Елизавета открыла университет, и Шувалов по ее указанию занимался науками. А искусства? Надо выписывать из-за границы архитекторов, живописцев, скульпторов. И не только! – надо выучить и собственных мастеров.

Екатерина посылала в Европу понимающих людей, они покупали там картины лучших художников. И когда один корабль с тридцатью отобранными картинами потонул – плакала чуть не весь день. Впрочем, какой там день? Поплакала с часок – и снова за конторку.

В моду вошли портреты, писанные европейскими живописцами. Ротари, Кауфман, Вальтер, Валуа – мало ли их? Екатерине нравились работы художницы Кауфман. Однако она оценила и портреты Левицкого, что приехал из Малороссии, был сыном художника. Ему заказали портреты девочек из Смольного института, и Левицкий сделал их превосходно. Екатерина, любившая позировать, уже намеревалась заказать ему свой портрет, обдумывала, как выказать свою особу наиболее законной и превосходной правительницей.

Левицкий писал портреты с большой скоростью, прекрасно и, кажется, не пропустил ни одной выдающейся персоны своего времени – его можно назвать восторженным летописцем века Екатерины.

Между тем в свете уже звенело имя Рокотова, иного стиля художника – мечтателя, поэта (тоже, кажется, внебрачный сын помещика Струйского)… Императрица собиралась позировать и Рокотову. Если Левицкий – мастер передать движение, символ, то Рокотов мог изобразить ее величавость, особенно если возьмет в профиль.

Секретарь императрицы Александр Андреевич Безбородко заказал писать юных учениц Смольного института не кому-нибудь, а именно Левицкому. Чудо изящества, грации, красоты, лукавого озорства… Молчанова – пример скромности, тяги к образованию, только что открывшемуся русской женщине; Нелидова – сама грация; Левшина – величественна и горда; Алымова за арфой – воплощенные хитрость и лукавство… Девочки из небогатых слоев служивого дворянства; лица, сияющие светом, юностью, прелестью, весной. Поразительны живые движения девушек, у них не просто театральные, застывшие позы: руки, ноги, корпус, голова – всё в движении. Так и слышалась с полотен музыка Вивальди, Перголези, Моцарта, тихая музыка – тогда еще не знали страстей Бетховена, изощренности и безумств более поздних композиторов.

И как все это согласовано с цветом! Ни одного кричащего, громкого тона. Нежные оливковые, зеленые, желтоватые, какие-то медовые краски, невесомые, пронизанные светом кружева у Нелидовой, хочется пощупать изломы шелка у Ржевской, претенциозно лежащее платье Алымовой… На выставке «смолянки» очаровали зрителей.

Появились и русские скульпторы, и выделялся из них Федот Шубин.

#### Что требуется:
Подхватите очерк выше об искусстве екатерининской эпохи и продолжите его сразу после фразы о Федоте Шубине.

[Перечень данных]
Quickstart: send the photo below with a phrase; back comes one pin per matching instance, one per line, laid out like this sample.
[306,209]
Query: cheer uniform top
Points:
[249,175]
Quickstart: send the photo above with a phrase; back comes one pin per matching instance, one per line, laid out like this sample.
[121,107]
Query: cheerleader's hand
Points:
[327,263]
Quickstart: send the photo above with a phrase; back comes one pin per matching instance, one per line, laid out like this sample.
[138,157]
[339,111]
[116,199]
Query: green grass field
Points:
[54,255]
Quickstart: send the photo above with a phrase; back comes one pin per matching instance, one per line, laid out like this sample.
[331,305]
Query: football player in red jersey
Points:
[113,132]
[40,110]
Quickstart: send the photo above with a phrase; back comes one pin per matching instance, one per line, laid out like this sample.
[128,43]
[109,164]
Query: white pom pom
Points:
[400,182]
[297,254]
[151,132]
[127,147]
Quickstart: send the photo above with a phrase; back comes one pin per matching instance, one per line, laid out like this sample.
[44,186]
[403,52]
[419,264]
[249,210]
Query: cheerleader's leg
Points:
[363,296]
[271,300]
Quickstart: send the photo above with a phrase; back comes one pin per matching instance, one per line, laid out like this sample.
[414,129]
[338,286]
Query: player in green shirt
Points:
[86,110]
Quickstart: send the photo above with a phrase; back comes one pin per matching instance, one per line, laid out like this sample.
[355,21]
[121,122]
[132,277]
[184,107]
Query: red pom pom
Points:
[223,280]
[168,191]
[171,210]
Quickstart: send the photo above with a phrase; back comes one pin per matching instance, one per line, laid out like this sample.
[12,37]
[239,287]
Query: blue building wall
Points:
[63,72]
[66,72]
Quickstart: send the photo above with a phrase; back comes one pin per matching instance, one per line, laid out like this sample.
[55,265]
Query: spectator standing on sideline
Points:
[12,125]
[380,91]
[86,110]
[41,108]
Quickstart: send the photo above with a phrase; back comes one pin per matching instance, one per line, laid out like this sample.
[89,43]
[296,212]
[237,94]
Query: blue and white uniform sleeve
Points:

#### Ответ к заданию:
В архитектуре? Там по-прежнему царила семья Варфоломея Растрелли. Но императрица желала, чтобы работали и русские архитекторы.

При Петре I началась светская живопись, а теперь она должна расцвесть. Недоросли, отроки обучались сами, не писали, а малевали, и тем не менее… Ими, кажется, уже наводнялась провинция. Плохо ли помещику иметь свой портрет! Пусть ухо не на месте, пусть глаза враскос, о красках и не говори! Однако лица были запечатлены: дворяне думали о потомках, об истории – пусть представляют своих предков!

Начиналась живописная летопись времени. Пусть они еще не очень верили в себя, были наивны и простодушны, а к портретам приписывали нечто похожее на объяснительные записки.

Среди архитекторов звенело имя Николая Львова (друга Левицкого), влюбленного в Машу Дьякову. Она дочь тайного советника, он не имеет за душой никакого состояния, кроме чувствительного сердца.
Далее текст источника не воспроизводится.